### WORK TO BE COMPLETED
State how many lines in the entries below contain the word "hair", counting only matches with the same case. Reply with the number alone.

### RECORDS TO PROCESS
--------------------------------------------------

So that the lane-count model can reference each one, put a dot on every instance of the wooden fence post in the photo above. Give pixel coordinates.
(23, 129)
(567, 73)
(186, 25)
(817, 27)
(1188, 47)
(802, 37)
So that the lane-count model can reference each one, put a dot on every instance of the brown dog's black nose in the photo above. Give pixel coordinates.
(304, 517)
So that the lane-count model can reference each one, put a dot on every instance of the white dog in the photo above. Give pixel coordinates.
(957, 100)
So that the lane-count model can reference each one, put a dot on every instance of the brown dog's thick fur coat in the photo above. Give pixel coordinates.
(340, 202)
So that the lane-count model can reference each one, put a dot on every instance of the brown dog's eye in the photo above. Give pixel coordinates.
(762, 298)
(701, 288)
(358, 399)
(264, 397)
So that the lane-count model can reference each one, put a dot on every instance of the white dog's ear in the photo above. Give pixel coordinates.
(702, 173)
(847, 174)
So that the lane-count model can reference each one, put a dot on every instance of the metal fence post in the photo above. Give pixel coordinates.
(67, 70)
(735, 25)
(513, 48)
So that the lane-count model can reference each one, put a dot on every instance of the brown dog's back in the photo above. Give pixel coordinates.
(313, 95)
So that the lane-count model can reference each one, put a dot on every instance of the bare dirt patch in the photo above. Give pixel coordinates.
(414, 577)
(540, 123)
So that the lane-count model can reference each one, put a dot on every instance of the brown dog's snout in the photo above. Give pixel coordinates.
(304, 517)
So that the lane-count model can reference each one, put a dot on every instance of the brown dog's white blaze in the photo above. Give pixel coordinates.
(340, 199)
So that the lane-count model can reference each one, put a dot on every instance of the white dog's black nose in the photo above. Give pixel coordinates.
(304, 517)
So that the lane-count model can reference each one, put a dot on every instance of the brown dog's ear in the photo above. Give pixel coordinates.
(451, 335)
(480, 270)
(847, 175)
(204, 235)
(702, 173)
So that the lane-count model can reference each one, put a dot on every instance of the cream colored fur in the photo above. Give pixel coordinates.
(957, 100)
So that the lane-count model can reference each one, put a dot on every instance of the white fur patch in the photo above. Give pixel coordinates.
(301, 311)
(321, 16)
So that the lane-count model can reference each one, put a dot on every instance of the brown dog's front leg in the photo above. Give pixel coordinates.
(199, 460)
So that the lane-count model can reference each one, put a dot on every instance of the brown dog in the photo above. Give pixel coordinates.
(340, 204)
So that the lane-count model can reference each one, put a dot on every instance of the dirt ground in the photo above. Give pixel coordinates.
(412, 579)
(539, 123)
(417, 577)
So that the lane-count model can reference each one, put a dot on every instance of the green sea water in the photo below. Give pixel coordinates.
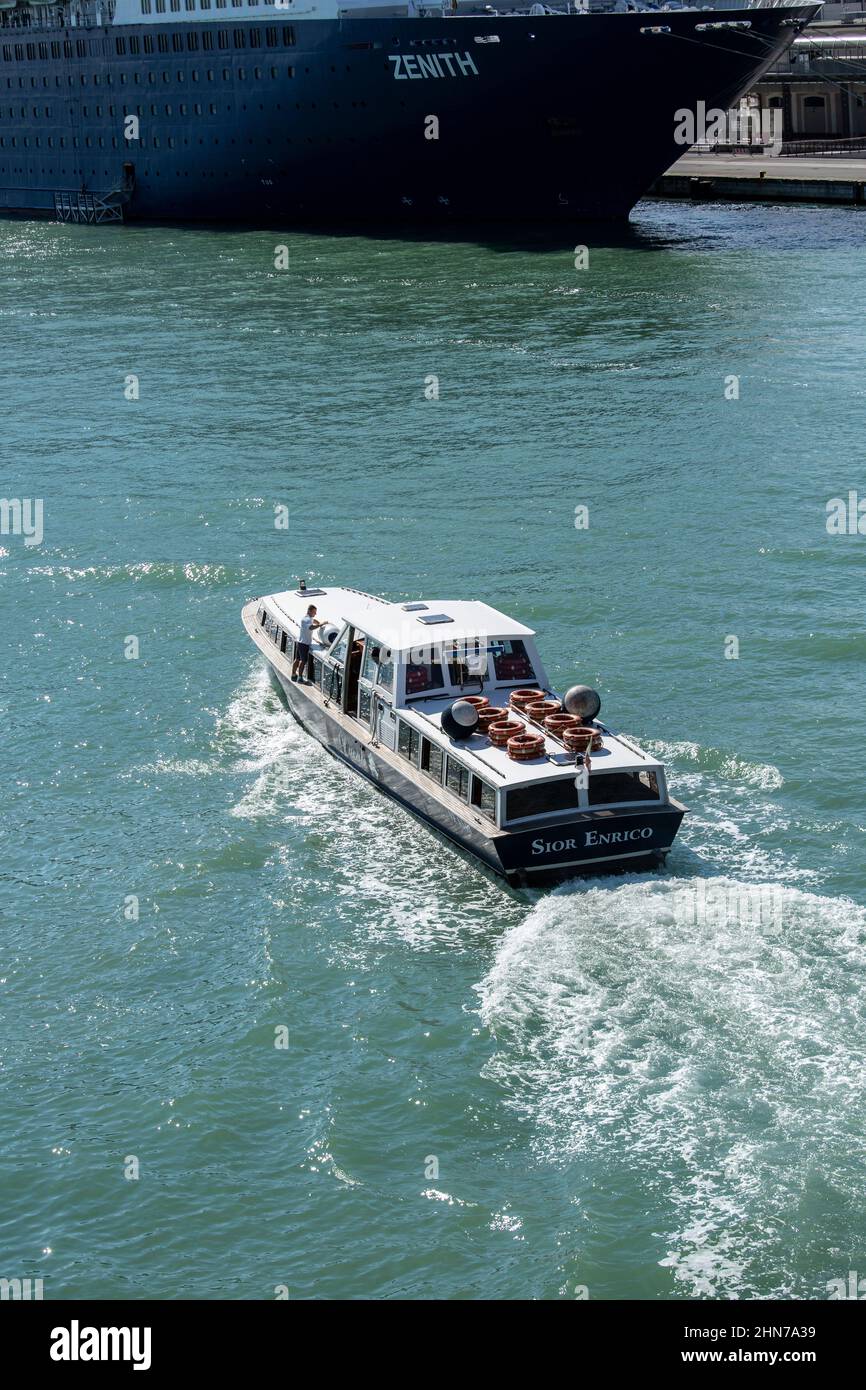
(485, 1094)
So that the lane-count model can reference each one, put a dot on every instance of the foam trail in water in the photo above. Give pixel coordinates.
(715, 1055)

--------------------------------------------------

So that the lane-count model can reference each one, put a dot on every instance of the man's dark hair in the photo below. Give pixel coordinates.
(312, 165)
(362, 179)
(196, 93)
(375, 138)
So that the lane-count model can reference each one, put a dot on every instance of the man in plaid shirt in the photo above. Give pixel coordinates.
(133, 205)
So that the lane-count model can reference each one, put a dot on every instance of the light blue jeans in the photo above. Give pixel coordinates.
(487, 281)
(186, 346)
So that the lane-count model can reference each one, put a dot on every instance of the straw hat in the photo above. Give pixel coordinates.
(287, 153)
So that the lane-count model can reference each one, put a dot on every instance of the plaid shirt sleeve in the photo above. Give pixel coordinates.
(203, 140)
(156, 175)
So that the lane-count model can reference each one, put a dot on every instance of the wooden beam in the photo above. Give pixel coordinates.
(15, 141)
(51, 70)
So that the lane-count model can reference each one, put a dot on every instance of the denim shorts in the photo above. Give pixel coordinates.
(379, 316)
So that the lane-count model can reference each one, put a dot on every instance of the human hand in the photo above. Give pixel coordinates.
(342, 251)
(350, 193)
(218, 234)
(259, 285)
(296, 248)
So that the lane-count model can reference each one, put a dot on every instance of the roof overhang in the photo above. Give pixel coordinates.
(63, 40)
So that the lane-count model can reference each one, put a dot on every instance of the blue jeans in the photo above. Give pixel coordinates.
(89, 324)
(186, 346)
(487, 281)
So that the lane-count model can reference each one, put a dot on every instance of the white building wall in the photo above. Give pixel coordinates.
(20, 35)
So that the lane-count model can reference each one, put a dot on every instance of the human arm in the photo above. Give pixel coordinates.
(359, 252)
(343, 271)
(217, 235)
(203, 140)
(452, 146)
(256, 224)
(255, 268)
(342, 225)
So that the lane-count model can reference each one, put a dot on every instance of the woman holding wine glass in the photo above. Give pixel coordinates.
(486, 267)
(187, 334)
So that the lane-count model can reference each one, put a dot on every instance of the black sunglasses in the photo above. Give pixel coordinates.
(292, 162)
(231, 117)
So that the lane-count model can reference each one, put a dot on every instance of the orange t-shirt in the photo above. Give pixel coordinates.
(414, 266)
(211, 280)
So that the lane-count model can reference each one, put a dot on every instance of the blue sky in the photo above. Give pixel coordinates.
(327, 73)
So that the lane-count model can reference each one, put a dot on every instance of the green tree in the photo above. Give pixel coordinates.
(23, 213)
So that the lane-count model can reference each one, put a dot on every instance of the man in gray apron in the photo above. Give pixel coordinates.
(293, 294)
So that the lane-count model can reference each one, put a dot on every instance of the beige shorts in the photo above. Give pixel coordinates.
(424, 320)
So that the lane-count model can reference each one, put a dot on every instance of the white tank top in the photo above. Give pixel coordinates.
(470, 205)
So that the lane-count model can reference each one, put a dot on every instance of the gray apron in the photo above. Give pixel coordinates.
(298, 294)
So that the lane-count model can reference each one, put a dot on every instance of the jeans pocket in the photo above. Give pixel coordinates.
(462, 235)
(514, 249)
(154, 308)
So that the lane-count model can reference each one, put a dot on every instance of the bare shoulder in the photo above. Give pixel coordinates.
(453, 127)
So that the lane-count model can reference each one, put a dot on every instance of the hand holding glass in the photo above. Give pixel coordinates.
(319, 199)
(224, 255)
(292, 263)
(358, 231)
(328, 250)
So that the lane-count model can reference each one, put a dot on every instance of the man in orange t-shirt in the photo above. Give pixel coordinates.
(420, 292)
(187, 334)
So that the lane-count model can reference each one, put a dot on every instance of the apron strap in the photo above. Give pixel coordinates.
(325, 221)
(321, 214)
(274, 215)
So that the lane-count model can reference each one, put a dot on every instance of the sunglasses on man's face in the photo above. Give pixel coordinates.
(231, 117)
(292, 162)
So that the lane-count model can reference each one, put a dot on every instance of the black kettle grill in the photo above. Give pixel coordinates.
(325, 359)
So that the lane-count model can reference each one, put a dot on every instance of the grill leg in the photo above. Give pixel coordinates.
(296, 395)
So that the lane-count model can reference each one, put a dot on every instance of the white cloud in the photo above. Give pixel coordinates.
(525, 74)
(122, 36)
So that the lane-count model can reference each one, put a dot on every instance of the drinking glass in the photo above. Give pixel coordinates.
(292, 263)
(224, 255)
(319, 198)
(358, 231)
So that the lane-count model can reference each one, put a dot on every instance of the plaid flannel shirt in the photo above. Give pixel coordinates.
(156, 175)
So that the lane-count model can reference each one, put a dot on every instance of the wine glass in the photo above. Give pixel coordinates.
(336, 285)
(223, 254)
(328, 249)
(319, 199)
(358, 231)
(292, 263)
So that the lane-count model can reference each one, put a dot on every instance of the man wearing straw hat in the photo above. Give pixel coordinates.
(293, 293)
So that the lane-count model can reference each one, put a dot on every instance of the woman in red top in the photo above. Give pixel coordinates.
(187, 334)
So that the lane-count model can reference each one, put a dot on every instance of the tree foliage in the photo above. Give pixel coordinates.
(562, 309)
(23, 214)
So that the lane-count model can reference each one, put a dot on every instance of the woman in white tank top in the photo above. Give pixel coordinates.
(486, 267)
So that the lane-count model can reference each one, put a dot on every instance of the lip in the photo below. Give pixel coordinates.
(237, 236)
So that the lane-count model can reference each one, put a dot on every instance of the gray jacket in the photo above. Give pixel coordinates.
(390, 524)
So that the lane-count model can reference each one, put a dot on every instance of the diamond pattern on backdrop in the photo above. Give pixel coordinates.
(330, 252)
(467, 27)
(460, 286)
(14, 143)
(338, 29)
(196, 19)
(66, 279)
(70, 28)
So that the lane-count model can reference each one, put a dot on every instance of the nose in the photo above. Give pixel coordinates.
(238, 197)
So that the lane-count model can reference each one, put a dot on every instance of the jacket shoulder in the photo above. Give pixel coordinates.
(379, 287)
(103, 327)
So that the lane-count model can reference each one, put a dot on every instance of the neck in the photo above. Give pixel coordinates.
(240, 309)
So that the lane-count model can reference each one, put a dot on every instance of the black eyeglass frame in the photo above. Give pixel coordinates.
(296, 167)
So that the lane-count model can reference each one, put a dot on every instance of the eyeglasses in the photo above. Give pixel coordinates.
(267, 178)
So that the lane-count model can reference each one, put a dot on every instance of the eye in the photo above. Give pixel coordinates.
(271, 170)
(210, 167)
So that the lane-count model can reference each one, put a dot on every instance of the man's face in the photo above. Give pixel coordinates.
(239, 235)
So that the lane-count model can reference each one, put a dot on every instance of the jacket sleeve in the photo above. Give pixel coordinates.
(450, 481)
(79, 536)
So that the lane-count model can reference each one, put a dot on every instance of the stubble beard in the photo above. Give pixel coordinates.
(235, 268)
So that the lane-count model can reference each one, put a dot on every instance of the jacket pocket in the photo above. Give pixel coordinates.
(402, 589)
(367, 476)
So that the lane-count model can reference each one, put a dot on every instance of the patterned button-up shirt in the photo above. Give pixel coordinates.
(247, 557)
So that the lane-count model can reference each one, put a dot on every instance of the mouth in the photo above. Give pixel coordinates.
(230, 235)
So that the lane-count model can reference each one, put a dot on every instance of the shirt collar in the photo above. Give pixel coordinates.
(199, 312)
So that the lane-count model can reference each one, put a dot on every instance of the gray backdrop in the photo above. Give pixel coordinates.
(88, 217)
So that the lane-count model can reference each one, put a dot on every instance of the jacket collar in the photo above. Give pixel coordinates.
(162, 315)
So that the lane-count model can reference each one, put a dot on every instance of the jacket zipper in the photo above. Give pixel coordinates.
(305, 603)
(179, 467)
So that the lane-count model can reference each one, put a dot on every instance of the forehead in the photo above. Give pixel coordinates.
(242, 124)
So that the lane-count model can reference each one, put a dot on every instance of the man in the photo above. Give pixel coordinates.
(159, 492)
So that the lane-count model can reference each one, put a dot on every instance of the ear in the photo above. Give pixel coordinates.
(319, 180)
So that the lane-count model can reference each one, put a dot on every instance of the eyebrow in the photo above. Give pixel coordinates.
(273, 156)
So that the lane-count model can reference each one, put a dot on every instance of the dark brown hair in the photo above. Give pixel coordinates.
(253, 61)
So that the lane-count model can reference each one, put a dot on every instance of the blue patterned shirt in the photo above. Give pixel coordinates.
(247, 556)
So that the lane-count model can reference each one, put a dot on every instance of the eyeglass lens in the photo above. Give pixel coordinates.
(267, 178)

--------------------------------------------------

### PROBLEM SOLUTION
2